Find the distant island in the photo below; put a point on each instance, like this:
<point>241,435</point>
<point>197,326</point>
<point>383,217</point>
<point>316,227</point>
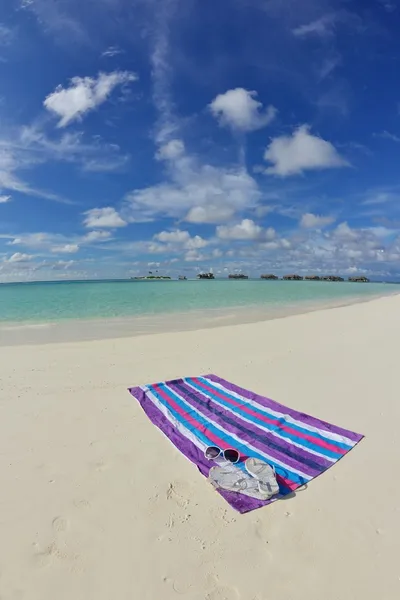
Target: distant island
<point>151,278</point>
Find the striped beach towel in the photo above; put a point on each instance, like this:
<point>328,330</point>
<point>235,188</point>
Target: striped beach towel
<point>196,412</point>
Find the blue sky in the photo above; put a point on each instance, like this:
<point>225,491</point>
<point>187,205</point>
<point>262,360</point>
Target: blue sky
<point>184,135</point>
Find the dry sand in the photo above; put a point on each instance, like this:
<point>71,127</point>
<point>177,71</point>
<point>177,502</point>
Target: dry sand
<point>96,504</point>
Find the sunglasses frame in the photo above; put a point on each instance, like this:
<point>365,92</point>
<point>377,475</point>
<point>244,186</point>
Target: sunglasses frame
<point>222,452</point>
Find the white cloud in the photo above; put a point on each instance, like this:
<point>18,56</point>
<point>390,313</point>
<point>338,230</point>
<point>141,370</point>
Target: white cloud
<point>344,232</point>
<point>65,249</point>
<point>112,51</point>
<point>177,236</point>
<point>386,135</point>
<point>171,150</point>
<point>84,94</point>
<point>311,221</point>
<point>195,243</point>
<point>176,239</point>
<point>197,194</point>
<point>18,257</point>
<point>321,27</point>
<point>291,155</point>
<point>210,214</point>
<point>93,154</point>
<point>103,217</point>
<point>245,230</point>
<point>6,35</point>
<point>96,236</point>
<point>194,256</point>
<point>239,110</point>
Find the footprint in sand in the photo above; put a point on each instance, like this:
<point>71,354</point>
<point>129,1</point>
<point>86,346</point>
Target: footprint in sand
<point>223,592</point>
<point>60,524</point>
<point>180,586</point>
<point>179,492</point>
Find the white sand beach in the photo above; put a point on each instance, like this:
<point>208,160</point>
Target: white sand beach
<point>96,504</point>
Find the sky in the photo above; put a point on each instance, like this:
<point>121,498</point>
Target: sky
<point>179,136</point>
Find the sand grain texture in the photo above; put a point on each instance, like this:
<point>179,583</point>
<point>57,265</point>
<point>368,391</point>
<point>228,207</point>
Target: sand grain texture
<point>96,503</point>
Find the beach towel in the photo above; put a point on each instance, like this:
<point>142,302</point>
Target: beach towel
<point>197,412</point>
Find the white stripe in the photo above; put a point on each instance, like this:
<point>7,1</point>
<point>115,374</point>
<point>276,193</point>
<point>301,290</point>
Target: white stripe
<point>328,434</point>
<point>177,424</point>
<point>274,433</point>
<point>244,443</point>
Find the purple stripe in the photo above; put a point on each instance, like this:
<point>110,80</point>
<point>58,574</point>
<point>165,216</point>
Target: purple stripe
<point>239,502</point>
<point>301,417</point>
<point>213,411</point>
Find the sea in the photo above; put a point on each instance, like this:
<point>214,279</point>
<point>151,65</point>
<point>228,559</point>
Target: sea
<point>53,311</point>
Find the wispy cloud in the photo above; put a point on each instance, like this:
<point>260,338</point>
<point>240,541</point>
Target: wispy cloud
<point>320,27</point>
<point>112,51</point>
<point>386,135</point>
<point>84,94</point>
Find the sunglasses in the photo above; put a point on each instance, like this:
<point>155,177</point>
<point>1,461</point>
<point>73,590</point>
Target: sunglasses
<point>230,454</point>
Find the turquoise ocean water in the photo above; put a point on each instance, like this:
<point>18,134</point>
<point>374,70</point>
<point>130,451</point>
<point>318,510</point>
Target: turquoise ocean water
<point>51,302</point>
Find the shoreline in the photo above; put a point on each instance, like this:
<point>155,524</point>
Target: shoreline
<point>15,333</point>
<point>97,503</point>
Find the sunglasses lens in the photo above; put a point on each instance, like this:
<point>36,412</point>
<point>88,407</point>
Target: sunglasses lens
<point>212,452</point>
<point>231,455</point>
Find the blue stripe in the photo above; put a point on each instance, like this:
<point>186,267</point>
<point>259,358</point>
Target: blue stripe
<point>243,448</point>
<point>281,421</point>
<point>304,459</point>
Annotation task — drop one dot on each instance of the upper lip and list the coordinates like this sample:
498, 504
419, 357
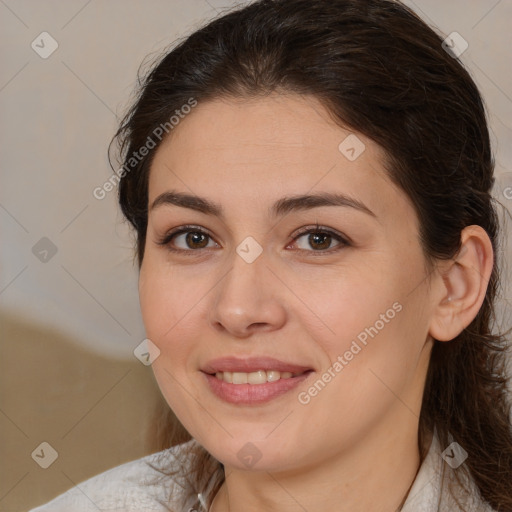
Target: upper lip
251, 364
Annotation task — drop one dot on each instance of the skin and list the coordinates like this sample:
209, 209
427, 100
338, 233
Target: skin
353, 447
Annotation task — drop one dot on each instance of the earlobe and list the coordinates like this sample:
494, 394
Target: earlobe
463, 285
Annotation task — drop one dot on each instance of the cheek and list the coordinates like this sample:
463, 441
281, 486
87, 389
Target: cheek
168, 300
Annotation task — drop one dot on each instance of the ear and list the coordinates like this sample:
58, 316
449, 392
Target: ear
462, 285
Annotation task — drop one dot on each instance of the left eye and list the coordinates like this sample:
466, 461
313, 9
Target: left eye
319, 240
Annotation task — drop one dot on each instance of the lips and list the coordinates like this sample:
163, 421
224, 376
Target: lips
252, 364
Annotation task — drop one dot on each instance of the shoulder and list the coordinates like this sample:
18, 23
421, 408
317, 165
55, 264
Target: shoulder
436, 487
133, 486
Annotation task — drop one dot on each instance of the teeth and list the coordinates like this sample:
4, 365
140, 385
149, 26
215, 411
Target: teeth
259, 377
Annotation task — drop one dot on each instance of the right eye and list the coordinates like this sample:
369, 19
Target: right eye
191, 238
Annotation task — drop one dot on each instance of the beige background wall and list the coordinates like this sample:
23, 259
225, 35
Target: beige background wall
70, 320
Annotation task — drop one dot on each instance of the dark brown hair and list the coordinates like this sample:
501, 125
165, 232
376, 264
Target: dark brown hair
381, 71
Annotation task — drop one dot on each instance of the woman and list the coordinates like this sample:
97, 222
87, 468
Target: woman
310, 187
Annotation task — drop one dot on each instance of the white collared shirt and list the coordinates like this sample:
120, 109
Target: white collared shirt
136, 487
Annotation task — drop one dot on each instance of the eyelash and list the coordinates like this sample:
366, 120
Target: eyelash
167, 238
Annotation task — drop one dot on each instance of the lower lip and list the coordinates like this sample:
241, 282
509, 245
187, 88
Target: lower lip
251, 394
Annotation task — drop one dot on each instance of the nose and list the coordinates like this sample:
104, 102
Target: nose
248, 299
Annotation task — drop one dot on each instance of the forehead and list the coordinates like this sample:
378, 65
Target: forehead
239, 149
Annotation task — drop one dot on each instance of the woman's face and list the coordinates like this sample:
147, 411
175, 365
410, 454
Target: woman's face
347, 300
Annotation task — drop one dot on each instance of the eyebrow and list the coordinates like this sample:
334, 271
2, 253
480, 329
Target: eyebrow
278, 209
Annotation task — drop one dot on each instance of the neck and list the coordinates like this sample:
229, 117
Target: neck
373, 474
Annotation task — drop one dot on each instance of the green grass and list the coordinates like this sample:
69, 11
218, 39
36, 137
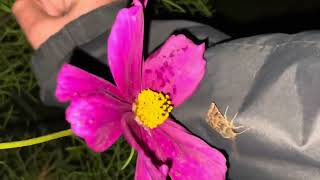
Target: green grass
22, 115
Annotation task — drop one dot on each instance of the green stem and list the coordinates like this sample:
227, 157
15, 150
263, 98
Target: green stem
128, 160
38, 140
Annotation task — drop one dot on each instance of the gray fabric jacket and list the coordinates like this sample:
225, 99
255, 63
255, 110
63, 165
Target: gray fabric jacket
272, 81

☆ ☆ ☆ ☆ ☆

Problem statement
Rewrite all the entries above, changing every "Target" to "Label" and leaving everything else as it is. Omit the pictures.

Answer to the exercise
Find the distant island in the photo below; put a point on each instance, like this:
<point>241,435</point>
<point>197,326</point>
<point>383,217</point>
<point>316,227</point>
Label: distant island
<point>151,278</point>
Find the striped beach towel in the photo above; put a point on each instance, like this:
<point>328,330</point>
<point>235,188</point>
Label: striped beach towel
<point>196,412</point>
Find the blue sky in the photo above; put a point on each instance, like this:
<point>225,491</point>
<point>187,205</point>
<point>262,360</point>
Label: blue sky
<point>184,135</point>
Find the dry sand in the photo above; put a point on each instance, like this:
<point>71,127</point>
<point>177,71</point>
<point>177,502</point>
Label: dry sand
<point>96,504</point>
Find the sunglasses frame in the photo above; put a point on each instance, like this:
<point>365,92</point>
<point>377,475</point>
<point>244,186</point>
Label: sunglasses frame
<point>222,452</point>
Find the white cloud in the photo above; put a point on each instance, like this:
<point>18,56</point>
<point>390,313</point>
<point>338,230</point>
<point>141,370</point>
Label: white cloud
<point>344,232</point>
<point>65,249</point>
<point>112,51</point>
<point>177,236</point>
<point>386,135</point>
<point>171,150</point>
<point>84,94</point>
<point>311,221</point>
<point>195,243</point>
<point>176,239</point>
<point>197,194</point>
<point>18,257</point>
<point>321,27</point>
<point>291,155</point>
<point>210,214</point>
<point>93,154</point>
<point>103,217</point>
<point>245,230</point>
<point>6,35</point>
<point>96,236</point>
<point>194,256</point>
<point>239,110</point>
Find the footprint in sand in the photo above; put a point on each instance, like this:
<point>71,354</point>
<point>129,1</point>
<point>86,346</point>
Label: footprint in sand
<point>223,592</point>
<point>60,524</point>
<point>180,586</point>
<point>179,492</point>
Find the white sand beach in the photo above; put a point on each instance, like this:
<point>208,160</point>
Label: white sand beach
<point>96,504</point>
Find the sky in the photo above; put a point on each instance, like this:
<point>121,498</point>
Label: sky
<point>179,136</point>
Find the sand grain texture in the photo above; put a point on each instance, like this:
<point>179,583</point>
<point>57,265</point>
<point>368,391</point>
<point>228,207</point>
Label: sand grain texture
<point>96,503</point>
Find the beach towel in the photo above; put a point on each instance, like this:
<point>142,302</point>
Label: beach towel
<point>197,412</point>
Find the white stripe in the photo above; put a point on each instance, like this:
<point>7,1</point>
<point>115,374</point>
<point>276,193</point>
<point>301,290</point>
Label: white stripe
<point>328,434</point>
<point>177,424</point>
<point>274,433</point>
<point>244,443</point>
Find the purple stripe in the photo above; put a point on each instance, like this:
<point>110,80</point>
<point>58,574</point>
<point>165,216</point>
Label: purple stripe
<point>239,502</point>
<point>301,417</point>
<point>213,411</point>
Find the sea in the photo above; put a point on each instance, like this:
<point>214,279</point>
<point>151,65</point>
<point>228,559</point>
Label: sea
<point>53,311</point>
Find the wispy cloud in the photo above; put a point on each instance, like this:
<point>260,338</point>
<point>240,541</point>
Label: wispy cloud
<point>320,27</point>
<point>112,51</point>
<point>386,135</point>
<point>84,94</point>
Find the sunglasses in the photo above; put a point on each instance, like this:
<point>155,177</point>
<point>1,461</point>
<point>73,590</point>
Label: sunglasses
<point>230,454</point>
Find the turquoise ocean water in the photo above; put a point on each instance, like this:
<point>18,134</point>
<point>374,70</point>
<point>130,451</point>
<point>318,510</point>
Label: turquoise ocean water
<point>51,302</point>
Find the shoreline in the photo above; put a point on each instance, like this:
<point>155,524</point>
Label: shoreline
<point>15,333</point>
<point>97,503</point>
Find the sunglasses lens in the photo above; put a point on each instance, like this:
<point>36,412</point>
<point>88,407</point>
Label: sunglasses lens
<point>212,452</point>
<point>231,455</point>
Find the blue stripe in the photo above; put a point on each instance, like this:
<point>186,267</point>
<point>259,358</point>
Label: blue stripe
<point>243,448</point>
<point>281,421</point>
<point>304,459</point>
Annotation task — drop one dot on each instance of the upper lip and list the coordinates like this sample:
498, 504
419, 357
Label: upper lip
251, 364
Annotation task — drop one dot on each instance of the skin and list the coordinates like this sample:
209, 209
427, 100
338, 233
Label: skin
353, 447
Annotation task — drop one dot on each instance of the earlobe and list the coordinates like this sample:
494, 394
Label: earlobe
463, 285
Annotation task — drop one dot on each instance of the cheek and list the coordinates like this sample:
463, 441
281, 486
87, 389
Label: cheek
168, 300
Annotation task — drop one dot on each instance of the ear and list the coordinates like this sample:
58, 316
449, 392
Label: ear
462, 285
Annotation task — drop one dot on each instance of the left eye and list the coordinates like this sample:
466, 461
313, 9
Label: left eye
319, 240
Annotation task — drop one dot on each instance of the lips and list the coordinates like this sample:
163, 421
224, 376
Label: lips
252, 364
Annotation task — drop one dot on each instance of the shoulder and list the coordinates like this sample:
18, 23
421, 408
317, 165
55, 264
Label: shoulder
436, 487
133, 486
Annotation task — drop one dot on each instance of the teeth and list the coordinates like this sample:
4, 365
140, 385
149, 26
215, 411
Label: teeth
259, 377
Annotation task — drop one dot on each instance of the right eye and list the coordinates like this sample:
369, 19
Label: right eye
191, 238
Annotation task — drop one dot on each instance of the beige background wall and list the coordinates like this sample:
23, 259
225, 35
Label: beige background wall
70, 320
Annotation task — drop one dot on each instance of the dark brown hair and list the coordinates like this sample:
501, 125
165, 232
376, 264
Label: dark brown hair
381, 71
Annotation task — drop one dot on each instance of the woman and list the coordinates like this sample:
97, 222
87, 468
Label: woman
310, 187
Annotation task — drop one dot on each instance of the white collared shirt and list the coordinates like this sample:
120, 109
Label: white collared shirt
136, 487
Annotation task — drop one dot on each instance of the eyelash and list the coordinates like this sample:
366, 120
Label: eyelash
167, 238
Annotation task — drop one dot on each instance of the lower lip and list the coordinates like this sample:
241, 282
509, 245
187, 88
Label: lower lip
251, 394
Annotation task — drop one dot on each instance of the nose and list the coordinates like this sample:
104, 102
Label: nose
248, 299
Annotation task — drop one dot on each instance of the forehead and list the coordinates like this sample:
378, 65
Label: forehead
239, 149
Annotation task — drop one dot on each instance of the woman's face and list the coordinates like this sample:
147, 411
175, 365
410, 454
Label: woman's face
347, 300
Annotation task — drop one dot on each instance of the eyebrow and list the coordinates like this sample:
334, 271
2, 253
480, 329
Label: eyebrow
278, 209
Annotation task — drop one dot on each instance of the neck and list the coordinates like this sample:
229, 117
Label: neck
373, 474
Annotation task — drop one dot on each instance of the green grass and list the coordinates like this sample:
69, 11
218, 39
36, 137
Label: green grass
22, 115
Annotation task — drop one dot on each instance of the green stem and list the coordinates like this sample:
227, 157
15, 150
263, 98
Label: green stem
128, 160
38, 140
Annotation task — drop one dot on each instance of the gray fabric jacket and list the coordinates like this sample:
225, 99
255, 63
255, 110
63, 165
Label: gray fabric jacket
272, 81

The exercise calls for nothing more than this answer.